═════ TEXT PASSAGE ═════

In the process they created something locally inspired that — perhaps most importantly — did not take weeks to arrive from abroad.

“We produced a traditional-inspired natural Arabian brand,” Sendi said. “We don’t have to import this. Why can’t we build our own male beauty brands? There’s no reason why we can’t and it’s a self-defeating ideology to think we can’t.”

The fragrances they have on offer are very familiar to the Arab region, ranging from musk and oud to rose and amber. Their male-grooming products now encompass oils, brushes, kits, soaps and balms that are free of preservatives and chemicals, making them gentle and eco-friendly.

Sendi says his aim is to help men feel confident in their own skin. “We believe, on a greater scale, that if men are allowed different emotions like beauty and care instead of just anger being the only expression we are allowed, that it’s better for our community, our society and for us as individuals and that’s how we all get better,” he said. “This is the mission of Diggn’ It and the impact we want to have.”




Sendi would like to see more mentorship, support and understanding around young entrepreneurs. (Supplied)

Born in Canada, Sendi and his family moved to Jeddah soon after he finished school. He then returned to study anthropology and religion in Toronto, before hopping to South Korea to teach English for a year. After a stint studying economics in Canada, he worked in a hospital helping children with cancer, a job he found extremely fulfilling.

Two years later, he moved to New York to pursue a master’s in social work and non-profit management, before he married and moved back to the Kingdom in 2013. Disillusionment with the corporate world had set in, however, and a desire to return to Saudi Arabia to serve people had grown.

So what is the appeal of facial hair?

“Beards are a male accessory,” Sendi said. “We can lose a lot of hair on our heads over time, but our beards can grow with us and it’s a real symbol. It carries you and becomes your identity and it has created a community of people.”

Diggn’ It landed its first big break when it was featured on Shark Tank Arabia last year, and officially launched in the UAE last month. “It allows people to be more of who they are and find comfort in who they are,” Sendi said.

═════

- _INSTRUCTIONS_:
1: Write out part of the Diggn' It passage word for word, beginning at the words "The fragrances they" and stopping after the words "young entrepreneurs. (Supplied)".
2: Do these statements agree with the Diggn' It passage? Answer yes or no for each, and quote the words from the passage that decide it. (a) Sendi was born in Canada. (b) Sendi spent a year teaching English in Japan. (c) The company's male-grooming products contain preservatives.
3: According to the Diggn' It passage, which television show featured Diggn' It last year?
The data that comes after this has no connection to the Diggn' It passage.

═════ DATA FOR REVIEW ═════

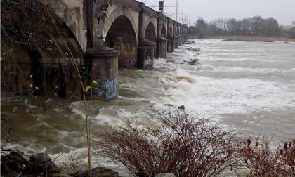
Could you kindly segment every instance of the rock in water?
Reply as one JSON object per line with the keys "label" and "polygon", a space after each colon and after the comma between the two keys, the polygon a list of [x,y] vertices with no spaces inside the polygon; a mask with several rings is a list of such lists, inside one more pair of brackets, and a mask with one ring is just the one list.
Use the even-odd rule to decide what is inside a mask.
{"label": "rock in water", "polygon": [[187,61],[187,63],[190,65],[199,65],[200,62],[199,59],[190,59]]}
{"label": "rock in water", "polygon": [[172,173],[159,173],[159,174],[156,174],[155,177],[175,177],[175,175]]}
{"label": "rock in water", "polygon": [[[96,167],[92,169],[92,176],[97,177],[119,177],[117,172],[114,172],[111,169],[105,167]],[[78,172],[74,175],[75,177],[87,177],[88,171]]]}
{"label": "rock in water", "polygon": [[201,51],[201,48],[187,48],[186,50],[190,51],[193,51],[193,52],[200,52]]}
{"label": "rock in water", "polygon": [[180,110],[184,110],[185,109],[185,107],[184,107],[184,105],[181,105],[181,106],[178,107],[178,109],[180,109]]}

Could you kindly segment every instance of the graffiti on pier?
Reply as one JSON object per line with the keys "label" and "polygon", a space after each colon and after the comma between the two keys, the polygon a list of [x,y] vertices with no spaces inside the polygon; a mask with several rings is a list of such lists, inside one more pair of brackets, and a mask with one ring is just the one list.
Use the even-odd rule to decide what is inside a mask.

═════

- _SOLUTIONS IN ORDER_:
1:
The fragrances they have on offer are very familiar to the Arab region, ranging from musk and oud to rose and amber. Their male-grooming products now encompass oils, brushes, kits, soaps and balms that are free of preservatives and chemicals, making them gentle and eco-friendly.

Sendi says his aim is to help men feel confident in their own skin. “We believe, on a greater scale, that if men are allowed different emotions like beauty and care instead of just anger being the only expression we are allowed, that it’s better for our community, our society and for us as individuals and that’s how we all get better,” he said. “This is the mission of Diggn’ It and the impact we want to have.”




Sendi would like to see more mentorship, support and understanding around young entrepreneurs. (Supplied)

2:
(a) Yes: "Born in Canada, Sendi and his family moved to Jeddah soon after he finished school."
(b) No: "before hopping to South Korea to teach English for a year."
(c) No: "free of preservatives and chemicals"

3: Shark Tank Arabia